▸ **EXERCISE BRIEF**:
Format the material below as a two-column CSV with the columns "prompt" and "mask" and one row per request. Put each request's text and its answer in a single quoted field, replace line breaks with spaces, and leave the pictures out.

::: EXTRACTED ENTRIES :::

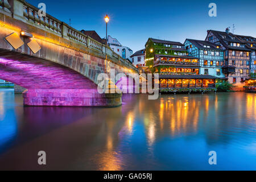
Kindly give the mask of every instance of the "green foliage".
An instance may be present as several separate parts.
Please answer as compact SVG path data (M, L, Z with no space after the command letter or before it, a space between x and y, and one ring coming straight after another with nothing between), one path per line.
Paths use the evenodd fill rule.
M233 85L228 81L222 80L217 80L217 82L216 84L217 92L229 92L233 86Z

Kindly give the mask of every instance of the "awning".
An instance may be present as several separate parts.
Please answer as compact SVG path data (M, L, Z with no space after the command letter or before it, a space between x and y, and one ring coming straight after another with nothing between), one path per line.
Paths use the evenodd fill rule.
M159 75L160 79L218 79L219 78L211 75Z

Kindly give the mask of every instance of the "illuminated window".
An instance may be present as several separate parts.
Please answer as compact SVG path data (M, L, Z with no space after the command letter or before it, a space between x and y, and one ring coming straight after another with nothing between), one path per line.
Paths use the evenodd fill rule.
M240 65L243 65L243 61L240 61Z
M242 70L242 69L240 69L240 74L243 74L243 70Z
M204 75L208 75L209 74L209 71L208 69L204 69Z
M122 57L123 59L125 59L125 57L126 57L126 53L125 52L125 49L123 49L122 50Z
M208 61L207 60L204 60L204 65L207 65L208 64Z

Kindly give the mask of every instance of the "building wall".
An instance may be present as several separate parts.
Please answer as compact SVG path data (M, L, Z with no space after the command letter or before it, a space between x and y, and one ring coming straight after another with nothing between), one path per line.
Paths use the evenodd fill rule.
M250 76L250 56L247 56L246 51L242 51L243 55L241 56L240 51L235 51L234 55L233 51L229 50L226 51L225 53L225 65L236 67L236 72L229 74L229 81L235 86L242 87L245 83L241 82L242 79L245 80ZM240 73L240 70L242 70L242 73ZM236 78L236 81L234 81L234 78Z
M224 77L222 73L221 65L224 63L224 53L222 51L210 49L199 49L192 44L189 41L186 40L185 47L188 46L188 53L190 56L199 57L199 64L201 67L200 74L204 75L206 69L208 69L209 75L212 75L217 77ZM204 55L204 51L207 51L207 55ZM214 52L214 56L212 52ZM218 52L217 56L216 52ZM207 61L207 64L205 64L205 61ZM211 64L212 63L212 64ZM217 71L220 73L217 74Z
M125 59L127 59L131 62L130 56L133 54L132 50L126 46L122 46L117 39L113 38L109 35L108 36L108 43L109 47L110 47L114 52L119 55L121 57ZM123 50L125 50L125 57L123 56Z
M138 61L139 57L141 57L141 61ZM145 56L140 55L133 56L131 57L131 61L135 67L144 67L145 66Z
M251 52L251 56L250 72L256 74L256 51Z

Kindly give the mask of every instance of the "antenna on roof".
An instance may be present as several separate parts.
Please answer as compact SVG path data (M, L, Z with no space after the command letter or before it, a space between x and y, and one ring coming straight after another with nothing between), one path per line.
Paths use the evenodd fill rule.
M234 31L236 30L234 24L233 24L233 28L232 28L232 33L233 34L234 34Z

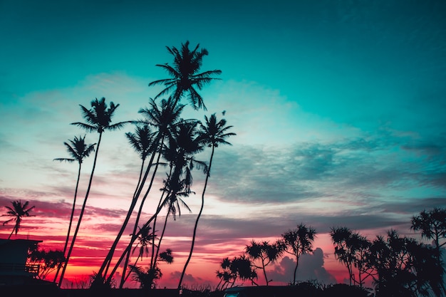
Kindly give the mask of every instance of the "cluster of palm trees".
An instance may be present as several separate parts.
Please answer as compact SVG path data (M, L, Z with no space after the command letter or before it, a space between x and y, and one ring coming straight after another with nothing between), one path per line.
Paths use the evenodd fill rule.
M72 125L88 132L98 132L98 140L96 143L88 145L85 142L85 135L75 137L73 140L70 140L70 143L64 142L71 157L55 159L58 161L77 161L79 165L73 209L63 249L66 261L58 269L54 278L54 281L58 282L59 286L63 280L85 209L103 133L108 130L122 129L127 124L135 125L135 132L127 132L125 135L130 145L141 159L141 165L138 169L139 177L134 192L130 194L132 196L129 194L128 197L130 206L127 215L102 265L98 271L95 271L91 287L111 286L115 281L113 276L120 268L123 269L120 288L123 287L132 272L134 278L140 281L141 287L154 287L156 280L162 276L159 261L172 263L173 261L172 249L167 249L164 251L161 251L160 249L167 219L170 217L176 219L177 215L181 214L181 207L190 210L185 199L191 193L195 193L192 189L192 171L197 169L201 170L206 178L202 192L201 207L194 226L190 251L184 266L178 288L182 286L183 276L193 253L197 224L203 211L204 194L210 176L214 150L221 145L230 145L226 139L235 135L235 133L229 132L232 126L227 125L224 119L219 120L215 113L209 117L204 116L204 123L196 119L182 118L181 113L186 106L185 104L180 103L183 98L188 100L195 110L200 108L206 110L203 98L198 90L212 80L217 79L214 75L221 73L221 71L200 72L202 59L208 52L206 49L200 49L199 45L197 45L191 50L189 48L189 41L187 41L182 43L180 48L175 47L167 48L173 56L173 63L157 66L167 71L170 77L149 83L149 86L162 85L165 88L155 98L150 100L148 108L139 110L142 119L112 124L112 118L119 104L110 102L108 105L105 98L92 100L90 109L80 105L85 123L73 123ZM168 95L167 98L161 98L164 95ZM197 155L202 152L205 147L211 149L210 158L207 163L196 160ZM95 157L90 179L76 229L71 234L81 165L83 159L93 152L95 152ZM162 171L160 168L164 168L165 170ZM152 212L152 214L150 218L143 218L142 210L145 202L152 189L155 177L160 174L164 176L163 187L161 189L157 208ZM137 214L133 218L138 203ZM158 236L155 228L157 224L160 223L157 219L165 209L167 209L167 213L165 214L162 231ZM123 234L126 229L130 227L128 224L131 219L135 220L135 223L131 227L133 231L130 239L125 244L126 247L120 256L117 256L115 255L116 248L119 243L123 242ZM131 255L137 249L139 249L138 257L130 264ZM147 257L150 261L148 267L145 269L138 265L142 260L145 254L146 256L150 255L150 257ZM59 270L61 272L58 281Z
M24 219L24 217L34 217L33 214L31 214L30 212L33 210L36 207L28 207L29 201L26 201L25 203L22 203L21 200L15 200L11 202L12 207L9 207L8 205L5 206L5 208L7 209L6 213L5 214L2 214L1 217L11 217L11 219L3 222L3 225L6 225L10 222L15 222L14 226L12 228L12 231L8 236L8 239L11 239L12 234L16 232L16 235L17 235L17 232L20 229L21 221Z
M313 244L316 231L301 223L294 229L289 229L281 234L281 237L274 242L252 240L245 246L242 255L224 259L220 266L222 270L217 271L217 277L220 279L217 288L224 289L234 286L236 281L249 281L257 285L257 270L261 270L266 286L272 281L266 275L266 266L276 262L284 254L289 254L296 259L296 266L291 283L296 284L297 268L301 256L313 251Z
M421 212L412 217L411 229L420 231L422 237L433 244L401 236L395 230L370 241L346 226L331 228L334 254L347 269L350 286L363 288L368 278L377 297L444 296L446 272L442 247L446 245L446 209ZM301 224L274 242L251 241L242 256L222 260L222 269L217 271L220 279L217 288L233 286L237 280L256 285L258 269L263 271L268 286L271 280L266 276L266 267L284 253L295 256L296 266L290 283L296 284L299 258L313 251L316 235L314 229Z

:::

▸ **FULL RESPONSE**:
prompt,mask
"Kindly give the mask of every instance of the ""green foliage"". An instance may be present as several separate parts. Please answer as compact SVG path data (M, L, Z with no space after the command letter or before it, a space between x and y, and one ring coming straight after another with nothing between), one path per line. Paths use the evenodd fill rule.","M233 85L228 81L222 80L217 80L217 82L216 84L217 92L229 92L233 86Z"
"Kindly give the mask of every instance of the ""awning"". An instance may be present as several separate parts. Please answer as compact SVG path data (M, L, Z with no space after the command letter or before it, a space between x and y, and one ring coming straight after another with nothing between), one path per line. Paths use the evenodd fill rule.","M159 75L160 79L218 79L219 78L211 75Z"
"Kindly give the mask of every instance of the ""illuminated window"". An instance may be present as several separate parts. Please answer as compact SVG path data (M, L, Z with no space after the command letter or before it, a space between x and y, and one ring coming straight after another with nothing between), one path per line. Paths use the evenodd fill rule.","M240 65L243 65L243 61L240 61Z M242 70L242 69L240 69L240 74L243 74L243 70Z M204 75L208 75L209 74L209 71L208 69L204 69Z M122 57L123 59L125 59L125 57L126 57L126 53L125 52L125 49L123 49L122 50Z M208 61L207 60L204 60L204 65L207 65L208 64Z"
"Kindly give the mask of every instance of the ""building wall"". An instance may be present as several separate parts. Please answer as compact SVG path data (M, L, Z with no space after the command letter or before it, a space between x and y, and one ring coming straight after another with nothing between), one path per line. Paths use the evenodd fill rule.","M250 76L250 56L247 56L246 51L242 51L243 55L241 56L240 51L235 51L234 55L233 51L229 50L226 51L225 53L225 65L236 67L236 72L229 74L229 81L235 86L242 87L245 83L241 82L242 79L245 80ZM240 73L240 70L242 70L242 73ZM236 78L236 81L234 81L234 78Z M224 77L222 73L221 65L224 63L224 53L222 51L210 49L199 49L192 44L189 41L186 40L185 47L188 46L188 53L190 56L199 57L199 64L201 67L200 74L204 75L206 69L208 69L209 75L212 75L217 77ZM204 55L204 51L207 51L207 55ZM214 52L214 56L212 52ZM218 52L217 56L216 52ZM207 61L207 64L205 64L205 61ZM211 64L212 63L212 64ZM217 71L220 73L217 74Z M125 59L127 59L131 62L130 56L133 54L132 50L126 46L122 46L117 39L113 38L109 35L108 36L108 43L109 47L110 47L114 52L119 55L121 57ZM123 50L125 50L125 57L123 56Z M138 61L139 57L141 57L141 61ZM145 56L140 55L133 56L131 57L131 61L135 67L144 67L145 66Z M251 52L251 56L250 72L256 74L256 51Z"
"Kindly give the mask of every instance of the ""antenna on roof"". An instance may be present as several separate parts. Please answer as compact SVG path data (M, L, Z with no space after the command letter or before it, a space between x and y, and one ring coming straight after another with nothing between), one path per line. Paths use the evenodd fill rule.","M234 31L236 30L234 24L233 24L233 28L232 28L232 33L233 34L234 34Z"
"Kindly give the mask of every instance of the ""cluster of palm trees"". An instance may be present as several separate parts. Please answer as compact SVG path data (M, L, Z with no space after the command letter or before it, a space between x and y, and one ring coming straight after another with nothing between), one path per line. Paths use the evenodd fill rule.","M72 125L88 132L98 132L98 140L96 143L88 145L85 142L85 135L75 137L73 140L70 140L70 143L64 142L71 157L55 159L58 161L77 161L79 165L73 209L63 249L66 261L58 269L54 278L54 281L58 282L59 286L63 280L85 209L103 133L108 130L122 129L127 124L135 125L135 132L127 132L125 135L130 145L141 159L141 165L138 169L139 177L134 192L130 194L132 196L129 194L128 197L130 206L127 215L102 265L98 271L95 271L91 287L111 286L115 281L113 276L120 268L123 269L120 288L123 287L132 272L134 278L140 281L141 287L154 287L156 280L162 276L159 261L172 263L173 261L172 249L167 249L164 251L161 251L160 249L167 219L170 217L176 219L177 215L181 214L181 207L190 210L185 199L191 193L195 193L192 189L192 171L197 169L201 170L206 178L202 192L201 207L194 226L190 251L184 266L178 288L182 286L183 276L193 253L197 224L203 211L204 194L210 176L214 150L221 145L230 145L226 139L235 135L235 133L229 132L232 126L227 125L224 119L219 120L215 113L209 117L204 116L204 123L196 119L182 118L181 113L186 106L185 104L180 103L183 98L188 100L195 110L200 108L206 110L203 98L198 90L212 80L217 79L214 75L221 73L221 71L200 72L202 59L208 52L206 49L200 49L199 45L197 45L191 50L189 48L189 41L187 41L182 43L180 48L175 47L167 48L173 56L173 63L157 66L167 71L170 77L149 83L149 86L162 85L165 88L155 98L150 100L148 108L139 110L142 119L112 124L112 118L119 104L110 102L108 105L105 98L92 100L90 109L80 105L85 123L73 123ZM168 95L167 98L161 98L164 95ZM197 155L202 152L205 147L211 149L210 158L207 163L196 160ZM95 157L90 179L76 229L71 234L81 165L83 159L93 152L95 152ZM162 171L160 168L164 168L165 170ZM152 212L152 214L150 218L143 218L142 210L145 202L152 189L155 177L160 174L164 176L163 187L161 189L157 208ZM137 214L133 218L138 203ZM158 236L155 228L157 224L160 223L157 219L165 209L167 209L167 213L165 214L162 231ZM123 234L126 229L130 227L128 224L131 219L135 220L135 223L131 227L133 231L130 239L125 244L126 247L120 256L117 256L115 255L116 248L119 243L123 242ZM131 255L137 249L139 249L138 257L130 264ZM147 257L150 261L148 267L145 269L138 265L142 260L145 254L146 256L150 255L150 257ZM59 270L61 272L58 281Z M24 219L24 217L34 217L33 214L31 214L30 212L33 210L36 207L28 207L29 201L26 201L25 203L22 203L21 200L15 200L11 202L12 207L9 207L8 205L5 206L5 208L7 209L6 213L5 214L2 214L1 217L11 217L11 219L3 222L3 225L6 225L10 222L15 222L14 226L12 228L12 231L8 236L8 239L11 239L12 234L16 232L16 235L17 235L17 232L20 229L21 221Z M313 244L316 231L301 223L294 229L289 229L281 234L281 237L274 242L252 240L245 246L242 255L224 259L220 266L222 270L217 271L217 277L220 279L217 288L224 289L234 286L236 281L249 281L257 285L257 270L261 270L266 286L272 281L266 275L266 266L276 262L284 254L289 254L296 259L296 266L291 283L296 284L297 268L301 256L313 251Z M421 212L412 217L411 229L420 231L422 237L433 244L401 236L395 230L370 241L346 226L331 228L334 254L347 269L350 286L363 288L368 278L377 297L444 296L446 272L442 247L446 245L446 209ZM301 224L274 242L251 241L242 256L222 260L222 269L217 271L220 279L217 288L233 286L237 280L256 285L258 269L263 271L268 286L271 280L266 276L266 267L284 253L295 256L296 266L290 283L296 284L299 258L313 251L316 235L314 229Z"